_What you will do_:
• A. According to the article on the scientists' defense of Tablighi Jamaat, about how many scientists joined in the defense?
• B. For each statement, say whether it agrees with the article on the scientists' defense of Tablighi Jamaat. Answer yes or no, and quote the deciding words.
(i) The scientists' statement was published on the website of India Scientists' Response COVID-19.
(ii) The scientists said the Nizamuddin Markaz event was responsible for the continued rise in covid-19 cases in India.
(iii) The Ministry of Health advised against labeling any community for the spread of COVID-19.
• C. Continue the article on the scientists' defense of Tablighi Jamaat from the point where it ends.

━━━━━ Extract provided

NEW DELHI – Refuting allegations against Tablighi Jamaat, an amalgam of about 400 scientists came out in defence of the Islamic group. They said there was no evidence to support the claims that a Jamaat event at Nizamuddin Markaz in Delhi was responsible for the continued rise in covid-19 cases in India.
“The available data does not support such a speculation,” a statement from the scientists said.
A campaign of calumny was launched on the mainstream as well as social media against Tablighi Jamaat in particular and Muslims in general accusing them of deliberately spreading the virus and terming it a conspiracy against the nation.
The consequences of the vilification campaign have been both real and lethal as marauding rightwing Hindu mob started hounding Muslims. Numerous incidents of mob violence against Muslims have been reported from many places in the last few days.
In the statement published on the website of India Scientists’ Response COVID-19, the group of scientists said, they “strongly condemn any attempt to communalise the pandemic. They reiterated the statement of the World Health Organization that it was “very important that we do not profile the cases on the basis of racial, religious and ethnic lines.”
Our public statement on #TablighiJamaat: Available data do NOT support that this one event is responsible for continued growth of #COVID19 in #India. We strongly condemn communalisation of the epidemic. Read here in full: https://t.co/7TxEenTnGx
— IndSciCOVID (@IndSciCOVID) April 9, 2020
“This is also reflected in the statement by the Ministry of Health which says ‘Do not label any community or area for the spread of COVID-19’.”

━━━━━━━━━━
━━━━━ Records shown

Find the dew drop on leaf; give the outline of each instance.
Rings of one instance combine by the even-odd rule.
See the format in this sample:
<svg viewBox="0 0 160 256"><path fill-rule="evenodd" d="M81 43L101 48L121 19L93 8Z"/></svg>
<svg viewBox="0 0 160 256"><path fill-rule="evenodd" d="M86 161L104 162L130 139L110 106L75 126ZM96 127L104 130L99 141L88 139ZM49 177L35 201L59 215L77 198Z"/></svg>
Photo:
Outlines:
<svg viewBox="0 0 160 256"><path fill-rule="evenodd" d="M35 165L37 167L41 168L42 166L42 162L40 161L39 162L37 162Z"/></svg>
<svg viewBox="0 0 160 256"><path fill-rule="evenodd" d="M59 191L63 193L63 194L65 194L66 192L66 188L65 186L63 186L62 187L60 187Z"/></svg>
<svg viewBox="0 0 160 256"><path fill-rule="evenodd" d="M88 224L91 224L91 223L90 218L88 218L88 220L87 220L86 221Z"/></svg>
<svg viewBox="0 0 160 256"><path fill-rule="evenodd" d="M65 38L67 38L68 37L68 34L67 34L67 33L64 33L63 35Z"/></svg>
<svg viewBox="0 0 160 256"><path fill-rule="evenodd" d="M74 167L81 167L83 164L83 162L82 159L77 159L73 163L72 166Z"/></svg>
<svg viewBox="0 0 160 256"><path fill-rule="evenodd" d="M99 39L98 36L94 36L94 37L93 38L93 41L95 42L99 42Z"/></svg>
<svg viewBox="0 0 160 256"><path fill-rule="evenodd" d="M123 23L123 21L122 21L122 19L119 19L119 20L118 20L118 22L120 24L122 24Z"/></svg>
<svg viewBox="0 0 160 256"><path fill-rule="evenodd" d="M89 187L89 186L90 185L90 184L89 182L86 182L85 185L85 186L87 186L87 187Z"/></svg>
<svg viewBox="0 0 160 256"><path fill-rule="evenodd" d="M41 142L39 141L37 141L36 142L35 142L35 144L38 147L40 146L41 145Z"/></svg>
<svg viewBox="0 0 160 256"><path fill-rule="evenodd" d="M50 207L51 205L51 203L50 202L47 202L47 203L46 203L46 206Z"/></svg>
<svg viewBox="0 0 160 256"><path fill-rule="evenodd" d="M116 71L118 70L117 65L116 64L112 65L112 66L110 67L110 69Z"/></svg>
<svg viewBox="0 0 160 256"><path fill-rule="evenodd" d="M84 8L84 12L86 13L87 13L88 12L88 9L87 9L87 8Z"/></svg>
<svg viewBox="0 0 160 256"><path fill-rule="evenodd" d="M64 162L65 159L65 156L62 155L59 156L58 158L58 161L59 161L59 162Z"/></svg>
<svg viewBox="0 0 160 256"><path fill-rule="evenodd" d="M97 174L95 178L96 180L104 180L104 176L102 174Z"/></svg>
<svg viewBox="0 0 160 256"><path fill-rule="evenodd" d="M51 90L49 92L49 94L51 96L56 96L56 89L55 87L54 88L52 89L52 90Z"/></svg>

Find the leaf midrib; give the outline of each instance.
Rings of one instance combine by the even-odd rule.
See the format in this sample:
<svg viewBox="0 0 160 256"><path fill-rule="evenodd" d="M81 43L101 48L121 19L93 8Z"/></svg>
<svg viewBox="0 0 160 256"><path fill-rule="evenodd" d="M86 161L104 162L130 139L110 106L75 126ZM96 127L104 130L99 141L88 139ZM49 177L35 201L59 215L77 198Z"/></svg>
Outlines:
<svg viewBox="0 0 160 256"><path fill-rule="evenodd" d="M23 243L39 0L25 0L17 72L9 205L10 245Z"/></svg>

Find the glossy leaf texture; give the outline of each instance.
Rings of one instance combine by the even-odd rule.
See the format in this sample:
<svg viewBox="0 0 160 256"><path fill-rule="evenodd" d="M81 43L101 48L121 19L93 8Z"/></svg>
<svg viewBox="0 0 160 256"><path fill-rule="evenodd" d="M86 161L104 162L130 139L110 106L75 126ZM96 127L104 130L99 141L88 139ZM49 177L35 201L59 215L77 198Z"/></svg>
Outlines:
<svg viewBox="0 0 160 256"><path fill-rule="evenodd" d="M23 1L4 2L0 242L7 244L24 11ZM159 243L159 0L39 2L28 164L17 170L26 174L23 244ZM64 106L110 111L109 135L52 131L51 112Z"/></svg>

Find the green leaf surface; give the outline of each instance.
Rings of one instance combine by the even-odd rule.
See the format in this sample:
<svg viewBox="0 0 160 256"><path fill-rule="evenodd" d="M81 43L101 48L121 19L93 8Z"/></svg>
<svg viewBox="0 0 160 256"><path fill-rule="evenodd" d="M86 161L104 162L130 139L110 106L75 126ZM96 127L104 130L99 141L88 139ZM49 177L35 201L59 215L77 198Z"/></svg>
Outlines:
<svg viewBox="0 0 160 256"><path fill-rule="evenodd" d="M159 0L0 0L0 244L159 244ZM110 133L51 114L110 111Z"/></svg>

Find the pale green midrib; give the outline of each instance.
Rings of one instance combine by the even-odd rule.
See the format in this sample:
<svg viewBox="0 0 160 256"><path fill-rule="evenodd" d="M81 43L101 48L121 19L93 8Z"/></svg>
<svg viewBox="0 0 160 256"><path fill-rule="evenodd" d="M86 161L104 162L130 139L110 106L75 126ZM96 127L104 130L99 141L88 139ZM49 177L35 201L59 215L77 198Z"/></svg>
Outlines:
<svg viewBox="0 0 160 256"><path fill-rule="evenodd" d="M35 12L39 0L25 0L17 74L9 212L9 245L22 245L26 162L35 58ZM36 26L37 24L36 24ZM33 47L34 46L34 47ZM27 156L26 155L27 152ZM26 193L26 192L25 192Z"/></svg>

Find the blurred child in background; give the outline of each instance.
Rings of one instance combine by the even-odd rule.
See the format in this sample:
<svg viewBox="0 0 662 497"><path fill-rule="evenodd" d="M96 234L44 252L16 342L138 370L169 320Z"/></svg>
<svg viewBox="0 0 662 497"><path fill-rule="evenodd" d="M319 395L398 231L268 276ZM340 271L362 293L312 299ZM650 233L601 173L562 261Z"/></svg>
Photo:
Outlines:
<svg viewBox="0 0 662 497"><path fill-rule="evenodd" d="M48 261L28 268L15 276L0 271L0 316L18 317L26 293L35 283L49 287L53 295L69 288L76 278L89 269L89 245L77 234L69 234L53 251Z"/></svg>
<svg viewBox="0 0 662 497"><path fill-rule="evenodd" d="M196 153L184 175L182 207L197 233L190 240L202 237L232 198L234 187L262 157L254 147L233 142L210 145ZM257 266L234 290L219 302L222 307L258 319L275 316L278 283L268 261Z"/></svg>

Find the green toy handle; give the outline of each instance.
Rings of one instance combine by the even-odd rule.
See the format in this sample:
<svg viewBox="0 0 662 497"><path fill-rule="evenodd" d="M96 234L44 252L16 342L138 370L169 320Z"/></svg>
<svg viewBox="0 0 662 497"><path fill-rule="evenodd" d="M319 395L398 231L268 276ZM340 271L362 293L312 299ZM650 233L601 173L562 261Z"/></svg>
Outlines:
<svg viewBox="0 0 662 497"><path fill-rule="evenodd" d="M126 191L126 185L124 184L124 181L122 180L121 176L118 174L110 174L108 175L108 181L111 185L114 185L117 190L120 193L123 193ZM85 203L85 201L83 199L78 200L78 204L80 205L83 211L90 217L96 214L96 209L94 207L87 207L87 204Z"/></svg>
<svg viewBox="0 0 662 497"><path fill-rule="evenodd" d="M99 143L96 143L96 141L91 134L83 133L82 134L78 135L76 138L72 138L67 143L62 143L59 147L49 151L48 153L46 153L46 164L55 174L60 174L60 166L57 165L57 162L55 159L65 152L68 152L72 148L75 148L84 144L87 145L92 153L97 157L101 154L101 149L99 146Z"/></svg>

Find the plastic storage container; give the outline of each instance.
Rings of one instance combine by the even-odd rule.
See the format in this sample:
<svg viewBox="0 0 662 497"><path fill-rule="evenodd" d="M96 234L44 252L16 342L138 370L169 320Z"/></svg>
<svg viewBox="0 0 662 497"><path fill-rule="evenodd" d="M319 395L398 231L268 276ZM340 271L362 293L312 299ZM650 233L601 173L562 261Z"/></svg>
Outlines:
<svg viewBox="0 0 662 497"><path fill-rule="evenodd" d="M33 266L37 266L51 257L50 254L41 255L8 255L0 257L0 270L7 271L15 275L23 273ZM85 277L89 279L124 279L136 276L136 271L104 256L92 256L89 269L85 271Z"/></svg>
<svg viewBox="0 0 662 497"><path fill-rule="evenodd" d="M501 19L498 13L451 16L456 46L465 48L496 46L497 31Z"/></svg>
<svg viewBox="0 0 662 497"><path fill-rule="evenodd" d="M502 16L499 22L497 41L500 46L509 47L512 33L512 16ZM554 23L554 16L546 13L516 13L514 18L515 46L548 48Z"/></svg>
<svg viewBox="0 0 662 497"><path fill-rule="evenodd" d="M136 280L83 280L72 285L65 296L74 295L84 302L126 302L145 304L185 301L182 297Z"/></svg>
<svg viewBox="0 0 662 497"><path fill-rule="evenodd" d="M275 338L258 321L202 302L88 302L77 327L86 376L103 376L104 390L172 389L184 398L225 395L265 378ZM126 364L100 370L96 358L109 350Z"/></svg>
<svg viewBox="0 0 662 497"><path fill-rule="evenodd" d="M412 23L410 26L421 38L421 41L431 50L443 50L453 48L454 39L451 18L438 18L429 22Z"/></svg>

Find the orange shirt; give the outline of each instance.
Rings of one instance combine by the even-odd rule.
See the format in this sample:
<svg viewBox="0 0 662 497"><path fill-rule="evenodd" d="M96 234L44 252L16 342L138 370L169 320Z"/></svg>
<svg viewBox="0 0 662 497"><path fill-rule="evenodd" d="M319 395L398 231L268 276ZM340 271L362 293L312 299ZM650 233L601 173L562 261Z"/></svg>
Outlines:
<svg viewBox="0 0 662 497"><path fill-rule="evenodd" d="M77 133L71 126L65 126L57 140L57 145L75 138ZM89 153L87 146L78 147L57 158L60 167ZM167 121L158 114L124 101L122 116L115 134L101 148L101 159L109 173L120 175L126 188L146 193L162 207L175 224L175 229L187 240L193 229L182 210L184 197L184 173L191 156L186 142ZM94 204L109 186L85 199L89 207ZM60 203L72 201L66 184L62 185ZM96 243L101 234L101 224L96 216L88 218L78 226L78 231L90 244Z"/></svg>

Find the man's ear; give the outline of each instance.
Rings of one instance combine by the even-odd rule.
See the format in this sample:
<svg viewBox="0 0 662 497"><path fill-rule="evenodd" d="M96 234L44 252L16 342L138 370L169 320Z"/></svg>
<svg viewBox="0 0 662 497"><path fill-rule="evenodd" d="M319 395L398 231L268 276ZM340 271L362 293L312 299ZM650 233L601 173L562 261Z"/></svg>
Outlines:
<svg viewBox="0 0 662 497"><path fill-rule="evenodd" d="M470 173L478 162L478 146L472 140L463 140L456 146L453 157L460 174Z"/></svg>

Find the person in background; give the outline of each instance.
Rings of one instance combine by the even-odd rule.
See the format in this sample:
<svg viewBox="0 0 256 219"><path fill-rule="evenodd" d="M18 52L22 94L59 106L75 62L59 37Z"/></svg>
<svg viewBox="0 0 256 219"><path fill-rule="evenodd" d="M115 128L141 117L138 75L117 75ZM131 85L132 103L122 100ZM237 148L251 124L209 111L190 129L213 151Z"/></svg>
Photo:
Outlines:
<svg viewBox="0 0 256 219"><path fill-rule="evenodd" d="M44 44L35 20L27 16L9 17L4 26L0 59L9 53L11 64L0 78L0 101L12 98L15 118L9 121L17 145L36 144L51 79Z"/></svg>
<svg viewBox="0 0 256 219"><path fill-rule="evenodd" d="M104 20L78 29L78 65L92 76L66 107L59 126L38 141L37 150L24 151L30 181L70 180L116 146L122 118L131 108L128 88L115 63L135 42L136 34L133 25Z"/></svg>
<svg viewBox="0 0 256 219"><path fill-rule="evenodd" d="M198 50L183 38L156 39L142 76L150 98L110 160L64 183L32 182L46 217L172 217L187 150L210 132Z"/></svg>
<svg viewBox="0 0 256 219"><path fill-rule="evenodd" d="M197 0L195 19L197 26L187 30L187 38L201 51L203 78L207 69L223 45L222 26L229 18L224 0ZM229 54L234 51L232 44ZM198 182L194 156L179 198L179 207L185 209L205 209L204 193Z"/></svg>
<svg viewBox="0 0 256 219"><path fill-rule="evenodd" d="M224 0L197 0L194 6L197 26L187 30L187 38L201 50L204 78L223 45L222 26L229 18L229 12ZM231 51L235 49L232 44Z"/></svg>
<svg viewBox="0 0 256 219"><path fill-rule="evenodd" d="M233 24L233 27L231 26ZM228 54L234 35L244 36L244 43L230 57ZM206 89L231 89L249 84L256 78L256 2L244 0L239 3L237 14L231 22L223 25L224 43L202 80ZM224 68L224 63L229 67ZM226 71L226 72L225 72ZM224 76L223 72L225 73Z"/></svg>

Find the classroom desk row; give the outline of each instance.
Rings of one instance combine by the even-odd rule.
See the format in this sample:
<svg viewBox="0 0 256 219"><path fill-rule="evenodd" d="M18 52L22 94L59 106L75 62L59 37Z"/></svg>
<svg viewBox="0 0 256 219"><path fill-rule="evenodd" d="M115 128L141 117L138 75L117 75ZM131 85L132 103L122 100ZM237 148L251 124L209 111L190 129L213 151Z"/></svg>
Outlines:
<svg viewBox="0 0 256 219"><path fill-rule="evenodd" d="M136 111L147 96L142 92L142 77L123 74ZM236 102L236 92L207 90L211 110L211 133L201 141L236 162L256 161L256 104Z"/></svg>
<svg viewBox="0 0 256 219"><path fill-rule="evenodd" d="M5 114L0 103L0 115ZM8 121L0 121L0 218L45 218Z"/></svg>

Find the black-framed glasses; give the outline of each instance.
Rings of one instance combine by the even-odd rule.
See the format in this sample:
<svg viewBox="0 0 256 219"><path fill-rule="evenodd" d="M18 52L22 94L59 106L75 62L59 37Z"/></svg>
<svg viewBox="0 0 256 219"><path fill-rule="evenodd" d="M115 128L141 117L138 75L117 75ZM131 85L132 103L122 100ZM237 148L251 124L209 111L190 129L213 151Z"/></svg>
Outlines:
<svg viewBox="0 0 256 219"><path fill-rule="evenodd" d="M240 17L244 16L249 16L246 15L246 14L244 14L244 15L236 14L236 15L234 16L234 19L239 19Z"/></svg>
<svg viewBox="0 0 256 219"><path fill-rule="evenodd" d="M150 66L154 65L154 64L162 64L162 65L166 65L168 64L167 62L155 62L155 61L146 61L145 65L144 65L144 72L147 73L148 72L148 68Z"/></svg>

━━━━━━━━━━

_Responses per task_:
• A. About 400 scientists.

• B.
(i) Yes: "In the statement published on the website of India Scientists’ Response COVID-19"
(ii) No: "The available data does not support such a speculation"
(iii) Yes: "Do not label any community or area for the spread of COVID-19"

• C.
The statement further said, “We believe, while the Tablighi Jamaat erred by not cancelling the event, the administrative lapse of the Central and Delhi governments must be acknowledged, as this was a pre-approved event and certain arms of the government were aware that foreigners from infected countries would be participating.”
They noted that “super spreader” events have also taken place in other countries and even in India. For instance a single (now deceased) patient in Punjab led to the quarantining of 40,000 people from 20 villages in Punjab. Those who contract the virus in such an event, or spread it unintentionally, are themselves victims of the epidemic. They must not be demonised.
“The actual number of infected across the country is believed to be far larger than the number of cases that have been confirmed so far. The effects of the Delhi event on the growth rate of the all-India numbers may thus be significantly less than the numbers put out by MoHFW,” the scientists assumed.
They also pointed out that the government has not released data on how many tests were conducted among the attendees of this event and their contacts. “Thus, we do not know how the fraction of tests that were found to be positive in this case compares to testing on the general population.” They called on the government to release this data.